# [Task statement]
Copy every one of the records below word for word, line by line, with no changes.

** BEGIN **

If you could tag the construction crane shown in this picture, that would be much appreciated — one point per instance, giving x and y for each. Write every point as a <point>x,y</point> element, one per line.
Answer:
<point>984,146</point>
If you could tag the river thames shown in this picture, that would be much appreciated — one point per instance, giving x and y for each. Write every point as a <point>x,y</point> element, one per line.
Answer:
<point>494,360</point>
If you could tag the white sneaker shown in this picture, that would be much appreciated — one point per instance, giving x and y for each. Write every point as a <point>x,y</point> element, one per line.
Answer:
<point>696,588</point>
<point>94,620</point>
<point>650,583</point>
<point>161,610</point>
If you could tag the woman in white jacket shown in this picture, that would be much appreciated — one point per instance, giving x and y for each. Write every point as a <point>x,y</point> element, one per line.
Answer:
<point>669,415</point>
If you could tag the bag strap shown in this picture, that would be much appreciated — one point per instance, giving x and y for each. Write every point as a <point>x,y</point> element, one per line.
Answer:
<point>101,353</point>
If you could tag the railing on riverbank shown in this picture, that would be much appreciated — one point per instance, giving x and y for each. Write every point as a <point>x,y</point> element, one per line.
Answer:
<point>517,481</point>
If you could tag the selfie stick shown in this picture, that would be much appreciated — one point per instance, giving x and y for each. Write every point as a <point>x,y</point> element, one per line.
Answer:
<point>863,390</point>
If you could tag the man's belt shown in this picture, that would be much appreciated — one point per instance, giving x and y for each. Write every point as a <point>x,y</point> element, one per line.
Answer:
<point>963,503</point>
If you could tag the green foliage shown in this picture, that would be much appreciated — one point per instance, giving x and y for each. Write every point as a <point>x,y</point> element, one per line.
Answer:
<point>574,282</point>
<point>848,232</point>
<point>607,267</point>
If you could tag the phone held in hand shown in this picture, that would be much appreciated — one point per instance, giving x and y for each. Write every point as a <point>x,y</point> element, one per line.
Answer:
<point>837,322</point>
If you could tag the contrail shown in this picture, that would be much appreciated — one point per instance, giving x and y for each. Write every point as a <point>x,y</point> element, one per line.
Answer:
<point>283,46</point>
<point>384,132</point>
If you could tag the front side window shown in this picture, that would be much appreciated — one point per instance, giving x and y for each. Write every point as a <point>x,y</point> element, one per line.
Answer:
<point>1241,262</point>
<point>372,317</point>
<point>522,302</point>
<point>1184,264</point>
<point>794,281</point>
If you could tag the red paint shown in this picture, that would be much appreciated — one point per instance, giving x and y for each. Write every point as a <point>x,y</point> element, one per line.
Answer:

** END **

# [Solution to the exercise]
If you could tag the construction crane shown in this picture, that would be much appreciated — one point per instance, giving x and y for each. Write every point as a <point>x,y</point> element, one per line.
Answer:
<point>984,146</point>
If you could tag the river thames shown in this picture, that would be much appreciated — one point per instance, giving x and y for each. Write every point as a <point>x,y</point> element, one per line.
Answer:
<point>494,360</point>
If you could tag the white sneaker shown in this picture, that would be much appreciated — one point per instance, giving x and y for each. Write every point as a <point>x,y</point> element, one per line.
Answer:
<point>696,588</point>
<point>94,620</point>
<point>650,583</point>
<point>161,610</point>
If you could tag the woman in white jacket shown in this picture, that would be much appreciated — one point per instance, giving x and y for each. Write every point as a <point>x,y</point> element, one per line.
Answer:
<point>669,415</point>
If you could tag the bag strap shown in this picture, that would be much appreciated — one point per instance, giving x and y for each. Write every point as a <point>x,y</point> element, one per line.
Answer:
<point>101,353</point>
If you could tag the railing on riverbank shown in this picture, that would be much appreciated — one point per instance, giving x and y for each. Write every point as a <point>x,y</point> element, one per line.
Answer:
<point>517,481</point>
If you could tag the selfie stick shown in this picture, that would be much appreciated — one point per instance, giving x and y for each. Write every point as a <point>x,y</point> element, one per line.
Answer:
<point>863,390</point>
If you could tag the man's belt shown in this picture, that would be much appreciated — one point per instance, giving x and y for each. Write every point as a <point>x,y</point> element, one per line.
Answer:
<point>963,503</point>
If you could tag the green foliage shown in this picture, that would be much appreciated — one point per instance, giving x and y for each. Write every point as a <point>x,y</point> element, one per line.
Answer:
<point>574,282</point>
<point>848,232</point>
<point>607,267</point>
If you could tag the phone held in hand shown in this picture, that would be much appreciated — one point per instance, giving x and y for each. Write every point as a <point>x,y</point> element, one per line.
Answer:
<point>837,322</point>
If you could tag the contrail shown in this picture, that would be much appreciated — one point per instance, giving x and y for each. Write every point as a <point>x,y</point> element, one per line.
Answer:
<point>283,46</point>
<point>384,132</point>
If you could tag the front side window shown in this picture, that would be much appreciated — one point per instance, giving x and y for each. Write every point as a <point>x,y</point> element, one per line.
Answer:
<point>1241,262</point>
<point>372,317</point>
<point>522,302</point>
<point>1184,264</point>
<point>794,281</point>
If you could tag the red paint shown in this picture, that would be much appreciated — one point per instance, giving x and y for each. Write every point as a <point>x,y</point> element, one per line.
Answer:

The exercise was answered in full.